_Ação requerida_
Extraia, sem alterar uma palavra, o segmento do trecho sobre a análise das provas e a ausência de vendas que começa em "E) Provando-se que" e segue até "haverem sido apresentados.".

B) A análise crítica das provas é um elemento fundamental na elaboração da sentença, pelo que o seu incumprimento determina que a Relação supra o incumprimento e revogue a sentença.

C) Pela documentação junta e por confissão da sócia gerente, ficou provado que desde 10 de Março de 2021 até 20 de Junho de 2022 não há registo de vendas no programa de facturação conhecido como SAFT.

D) Pela documentação junta provou-se que não foi registado nos livros da contabilidade organizada, o lançamento de qualquer venda na conta Receitas.

E) Provando-se que não há vendas, nem registadas nem contabilizadas na escrita de um estabelecimento comercial (com contabilidade organizada), elas não existem como vendas, menos ainda quando se alega terem sido apontadas em simples papéis para registo posterior e nem tais papéis haverem sido apresentados.

F) Provou-se que o estabelecimento, pelo menos desde o dia 10 de março de 2021 até uma data que não se apurou, teve na porta um dístico que dizia “encerrado por tempo indeterminado”; resultou ainda provado que também esteve afixado um outro dístico, que dizia “passa-se”, embora este com início temporal não concretamente apurado.

_Dados fornecidos_
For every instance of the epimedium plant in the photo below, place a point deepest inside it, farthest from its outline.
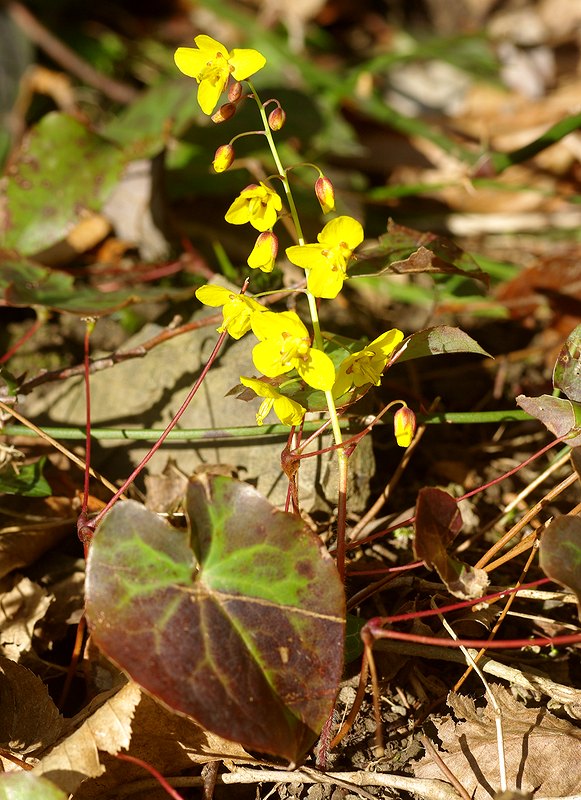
(238, 621)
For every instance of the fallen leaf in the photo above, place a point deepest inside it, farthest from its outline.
(106, 726)
(22, 604)
(437, 523)
(542, 752)
(30, 721)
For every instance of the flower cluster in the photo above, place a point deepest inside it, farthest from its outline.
(285, 348)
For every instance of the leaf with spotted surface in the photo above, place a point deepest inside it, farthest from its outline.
(238, 623)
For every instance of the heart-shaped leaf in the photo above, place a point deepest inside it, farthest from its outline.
(24, 786)
(24, 282)
(562, 417)
(245, 636)
(62, 170)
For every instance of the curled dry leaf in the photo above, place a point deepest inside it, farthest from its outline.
(30, 721)
(22, 604)
(542, 751)
(106, 726)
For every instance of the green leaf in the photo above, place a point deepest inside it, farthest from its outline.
(246, 637)
(61, 171)
(407, 251)
(567, 372)
(560, 553)
(25, 786)
(27, 480)
(438, 341)
(144, 128)
(562, 417)
(23, 282)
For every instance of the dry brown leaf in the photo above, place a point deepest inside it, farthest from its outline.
(22, 542)
(22, 604)
(542, 752)
(29, 721)
(169, 742)
(107, 727)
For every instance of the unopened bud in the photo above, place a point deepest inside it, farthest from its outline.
(235, 92)
(276, 119)
(404, 426)
(223, 158)
(325, 194)
(225, 112)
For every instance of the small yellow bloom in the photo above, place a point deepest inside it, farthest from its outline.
(404, 426)
(238, 308)
(367, 365)
(223, 158)
(263, 255)
(325, 194)
(288, 411)
(211, 65)
(285, 344)
(326, 263)
(258, 204)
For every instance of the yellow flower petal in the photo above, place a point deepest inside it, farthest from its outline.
(190, 61)
(272, 324)
(317, 370)
(214, 295)
(245, 63)
(288, 411)
(267, 359)
(209, 92)
(306, 256)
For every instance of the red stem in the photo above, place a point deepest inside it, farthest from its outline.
(166, 432)
(17, 345)
(152, 770)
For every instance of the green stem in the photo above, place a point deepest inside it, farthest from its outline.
(318, 342)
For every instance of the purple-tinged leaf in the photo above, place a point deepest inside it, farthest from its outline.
(560, 553)
(246, 636)
(567, 372)
(562, 417)
(438, 341)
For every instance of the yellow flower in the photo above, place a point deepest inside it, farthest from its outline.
(367, 365)
(285, 344)
(264, 252)
(288, 411)
(404, 426)
(211, 65)
(326, 263)
(223, 158)
(258, 204)
(238, 308)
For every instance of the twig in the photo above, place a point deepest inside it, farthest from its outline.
(67, 58)
(428, 789)
(57, 445)
(433, 753)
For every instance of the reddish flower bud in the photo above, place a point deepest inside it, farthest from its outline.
(325, 194)
(404, 426)
(276, 119)
(224, 113)
(223, 157)
(235, 92)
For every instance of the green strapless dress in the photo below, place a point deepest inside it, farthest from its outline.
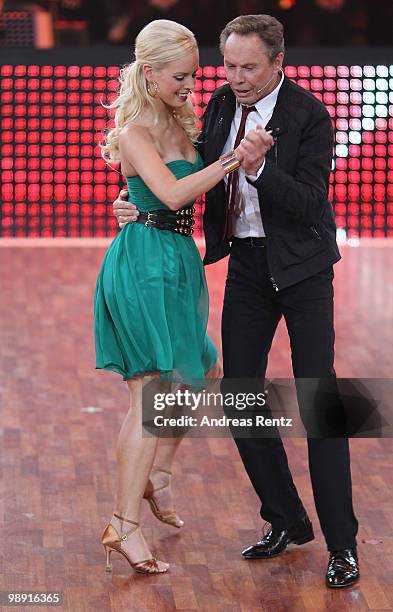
(151, 301)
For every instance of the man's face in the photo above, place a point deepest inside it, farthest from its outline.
(248, 68)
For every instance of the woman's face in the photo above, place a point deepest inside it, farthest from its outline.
(176, 79)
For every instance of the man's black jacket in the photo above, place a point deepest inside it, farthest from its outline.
(293, 187)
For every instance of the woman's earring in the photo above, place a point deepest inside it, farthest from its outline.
(153, 93)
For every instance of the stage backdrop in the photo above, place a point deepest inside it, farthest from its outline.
(55, 183)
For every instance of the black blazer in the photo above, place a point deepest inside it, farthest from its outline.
(293, 188)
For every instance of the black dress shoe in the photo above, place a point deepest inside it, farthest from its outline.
(276, 541)
(343, 568)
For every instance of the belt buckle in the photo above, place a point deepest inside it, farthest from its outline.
(254, 243)
(149, 221)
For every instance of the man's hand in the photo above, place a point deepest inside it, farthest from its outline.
(253, 148)
(124, 211)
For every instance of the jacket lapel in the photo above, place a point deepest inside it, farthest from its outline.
(218, 131)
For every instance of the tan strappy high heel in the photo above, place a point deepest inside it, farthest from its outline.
(169, 517)
(112, 541)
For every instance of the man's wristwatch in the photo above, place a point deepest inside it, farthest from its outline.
(229, 162)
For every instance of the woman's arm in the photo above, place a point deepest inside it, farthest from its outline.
(137, 147)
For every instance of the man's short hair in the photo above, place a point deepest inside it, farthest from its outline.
(268, 28)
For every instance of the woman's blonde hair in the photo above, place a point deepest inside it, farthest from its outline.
(158, 43)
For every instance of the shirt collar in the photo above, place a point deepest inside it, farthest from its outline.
(267, 104)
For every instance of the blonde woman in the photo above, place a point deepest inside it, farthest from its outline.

_Solução do exercício_
E) Provando-se que não há vendas, nem registadas nem contabilizadas na escrita de um estabelecimento comercial (com contabilidade organizada), elas não existem como vendas, menos ainda quando se alega terem sido apontadas em simples papéis para registo posterior e nem tais papéis haverem sido apresentados.